--- start Records provided ---
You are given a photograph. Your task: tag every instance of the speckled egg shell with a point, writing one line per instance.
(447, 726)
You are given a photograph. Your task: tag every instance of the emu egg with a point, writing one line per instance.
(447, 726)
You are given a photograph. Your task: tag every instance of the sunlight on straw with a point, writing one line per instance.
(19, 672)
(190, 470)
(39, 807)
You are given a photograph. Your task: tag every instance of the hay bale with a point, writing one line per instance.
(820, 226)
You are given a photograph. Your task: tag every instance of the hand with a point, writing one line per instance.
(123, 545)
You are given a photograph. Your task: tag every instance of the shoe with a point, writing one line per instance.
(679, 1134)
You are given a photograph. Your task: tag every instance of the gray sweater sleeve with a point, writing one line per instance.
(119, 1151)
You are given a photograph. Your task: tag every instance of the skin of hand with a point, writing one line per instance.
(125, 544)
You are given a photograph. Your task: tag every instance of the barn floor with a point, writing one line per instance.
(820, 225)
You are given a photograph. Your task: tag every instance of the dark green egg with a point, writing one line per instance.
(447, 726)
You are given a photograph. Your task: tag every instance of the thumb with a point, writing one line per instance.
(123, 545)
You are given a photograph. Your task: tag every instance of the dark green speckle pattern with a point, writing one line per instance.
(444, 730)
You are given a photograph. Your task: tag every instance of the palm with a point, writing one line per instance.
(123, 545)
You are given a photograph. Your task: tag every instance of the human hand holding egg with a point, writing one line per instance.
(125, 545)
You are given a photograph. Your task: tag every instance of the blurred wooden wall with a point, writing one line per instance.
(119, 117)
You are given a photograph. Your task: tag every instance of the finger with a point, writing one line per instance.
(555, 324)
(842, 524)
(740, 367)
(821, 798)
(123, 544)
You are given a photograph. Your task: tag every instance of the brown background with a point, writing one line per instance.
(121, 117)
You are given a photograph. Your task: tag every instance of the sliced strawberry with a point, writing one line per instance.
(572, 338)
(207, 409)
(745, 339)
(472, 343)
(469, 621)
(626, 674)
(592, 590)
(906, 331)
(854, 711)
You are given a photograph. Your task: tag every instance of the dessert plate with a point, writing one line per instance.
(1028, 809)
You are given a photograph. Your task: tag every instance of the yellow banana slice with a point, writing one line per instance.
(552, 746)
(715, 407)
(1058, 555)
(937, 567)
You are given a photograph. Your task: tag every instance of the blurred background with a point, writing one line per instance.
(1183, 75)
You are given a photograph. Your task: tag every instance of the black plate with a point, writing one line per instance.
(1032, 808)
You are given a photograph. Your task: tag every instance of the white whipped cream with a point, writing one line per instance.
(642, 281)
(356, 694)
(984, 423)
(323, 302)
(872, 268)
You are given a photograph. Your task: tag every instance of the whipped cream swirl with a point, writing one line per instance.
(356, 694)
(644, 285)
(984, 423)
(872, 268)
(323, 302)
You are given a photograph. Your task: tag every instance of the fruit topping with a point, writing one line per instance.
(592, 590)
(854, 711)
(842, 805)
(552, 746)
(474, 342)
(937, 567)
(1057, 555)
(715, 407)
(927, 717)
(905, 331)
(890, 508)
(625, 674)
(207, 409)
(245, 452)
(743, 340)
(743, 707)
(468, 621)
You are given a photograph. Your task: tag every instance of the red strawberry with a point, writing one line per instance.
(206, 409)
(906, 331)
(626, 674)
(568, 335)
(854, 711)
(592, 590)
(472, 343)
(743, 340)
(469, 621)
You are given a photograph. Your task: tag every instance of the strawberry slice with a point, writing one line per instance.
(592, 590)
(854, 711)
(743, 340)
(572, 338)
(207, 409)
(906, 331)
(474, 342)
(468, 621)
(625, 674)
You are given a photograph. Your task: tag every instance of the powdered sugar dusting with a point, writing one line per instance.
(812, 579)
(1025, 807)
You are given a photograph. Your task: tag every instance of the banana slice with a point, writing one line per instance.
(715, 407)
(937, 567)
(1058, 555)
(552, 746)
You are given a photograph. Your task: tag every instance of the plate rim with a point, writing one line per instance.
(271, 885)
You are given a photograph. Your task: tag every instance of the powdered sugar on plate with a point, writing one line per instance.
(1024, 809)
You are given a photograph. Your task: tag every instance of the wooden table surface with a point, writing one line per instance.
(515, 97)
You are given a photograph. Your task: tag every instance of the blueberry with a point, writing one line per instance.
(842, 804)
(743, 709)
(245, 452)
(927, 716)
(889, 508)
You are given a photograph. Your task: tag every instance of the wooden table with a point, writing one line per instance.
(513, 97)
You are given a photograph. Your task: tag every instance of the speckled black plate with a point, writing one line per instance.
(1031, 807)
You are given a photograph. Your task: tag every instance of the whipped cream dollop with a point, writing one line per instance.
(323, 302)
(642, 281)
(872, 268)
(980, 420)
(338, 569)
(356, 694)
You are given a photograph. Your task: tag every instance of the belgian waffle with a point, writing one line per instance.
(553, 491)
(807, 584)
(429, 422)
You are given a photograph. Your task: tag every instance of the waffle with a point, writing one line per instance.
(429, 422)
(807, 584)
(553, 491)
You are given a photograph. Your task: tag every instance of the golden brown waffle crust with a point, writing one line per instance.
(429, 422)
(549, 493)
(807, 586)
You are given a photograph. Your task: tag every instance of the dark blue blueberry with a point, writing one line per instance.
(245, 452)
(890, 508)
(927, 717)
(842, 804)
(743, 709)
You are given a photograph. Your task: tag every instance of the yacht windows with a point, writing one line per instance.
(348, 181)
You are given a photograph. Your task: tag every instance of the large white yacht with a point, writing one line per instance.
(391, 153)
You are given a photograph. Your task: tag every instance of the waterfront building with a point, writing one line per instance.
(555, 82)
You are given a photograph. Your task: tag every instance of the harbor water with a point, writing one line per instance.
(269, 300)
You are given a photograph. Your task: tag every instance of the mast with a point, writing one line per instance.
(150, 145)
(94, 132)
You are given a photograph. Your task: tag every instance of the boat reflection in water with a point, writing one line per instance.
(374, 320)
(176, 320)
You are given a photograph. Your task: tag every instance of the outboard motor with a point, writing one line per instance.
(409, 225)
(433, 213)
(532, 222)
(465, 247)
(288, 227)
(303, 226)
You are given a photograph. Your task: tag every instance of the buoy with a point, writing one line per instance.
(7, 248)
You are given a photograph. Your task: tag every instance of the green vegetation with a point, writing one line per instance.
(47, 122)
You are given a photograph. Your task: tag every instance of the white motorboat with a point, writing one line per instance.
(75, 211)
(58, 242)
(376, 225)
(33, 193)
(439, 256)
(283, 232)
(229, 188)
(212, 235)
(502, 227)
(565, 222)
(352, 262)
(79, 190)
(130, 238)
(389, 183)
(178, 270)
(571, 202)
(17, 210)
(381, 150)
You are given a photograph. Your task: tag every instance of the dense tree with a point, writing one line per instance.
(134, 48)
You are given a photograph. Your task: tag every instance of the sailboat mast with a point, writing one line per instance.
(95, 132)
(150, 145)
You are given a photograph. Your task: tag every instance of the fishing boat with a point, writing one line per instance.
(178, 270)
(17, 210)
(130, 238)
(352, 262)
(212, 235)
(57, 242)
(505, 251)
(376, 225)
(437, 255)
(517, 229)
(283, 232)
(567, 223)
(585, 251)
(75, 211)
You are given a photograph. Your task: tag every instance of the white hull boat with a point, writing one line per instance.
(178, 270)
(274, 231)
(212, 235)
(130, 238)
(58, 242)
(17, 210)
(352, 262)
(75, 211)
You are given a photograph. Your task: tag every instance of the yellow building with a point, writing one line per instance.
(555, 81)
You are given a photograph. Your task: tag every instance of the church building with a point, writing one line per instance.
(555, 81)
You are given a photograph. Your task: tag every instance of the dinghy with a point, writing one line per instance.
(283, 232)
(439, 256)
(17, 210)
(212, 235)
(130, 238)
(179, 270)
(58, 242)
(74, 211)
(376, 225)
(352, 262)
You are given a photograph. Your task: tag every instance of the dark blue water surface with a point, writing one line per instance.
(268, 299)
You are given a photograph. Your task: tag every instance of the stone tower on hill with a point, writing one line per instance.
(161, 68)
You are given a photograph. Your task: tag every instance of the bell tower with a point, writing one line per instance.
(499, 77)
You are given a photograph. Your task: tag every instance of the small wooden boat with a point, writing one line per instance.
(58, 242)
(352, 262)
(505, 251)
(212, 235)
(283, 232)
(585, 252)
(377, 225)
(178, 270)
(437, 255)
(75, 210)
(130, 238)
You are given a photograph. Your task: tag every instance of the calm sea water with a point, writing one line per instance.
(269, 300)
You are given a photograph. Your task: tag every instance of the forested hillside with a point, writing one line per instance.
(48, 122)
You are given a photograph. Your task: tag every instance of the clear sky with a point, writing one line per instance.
--- end Records provided ---
■ Work to do: Repeat word for word the lines running from the line containing "of the calm" to the end of the entries above, inclusive.

■ Solved exercise:
You are given a photograph. Your task: tag every instance of the calm sea water with a point, writing one line per instance.
(269, 300)
You are given a photograph. Your task: tag every instance of the forested hillside with a point, writing one line per instance.
(48, 122)
You are given a photograph. Your task: tag every instance of the clear sky with a point, writing one line per instance.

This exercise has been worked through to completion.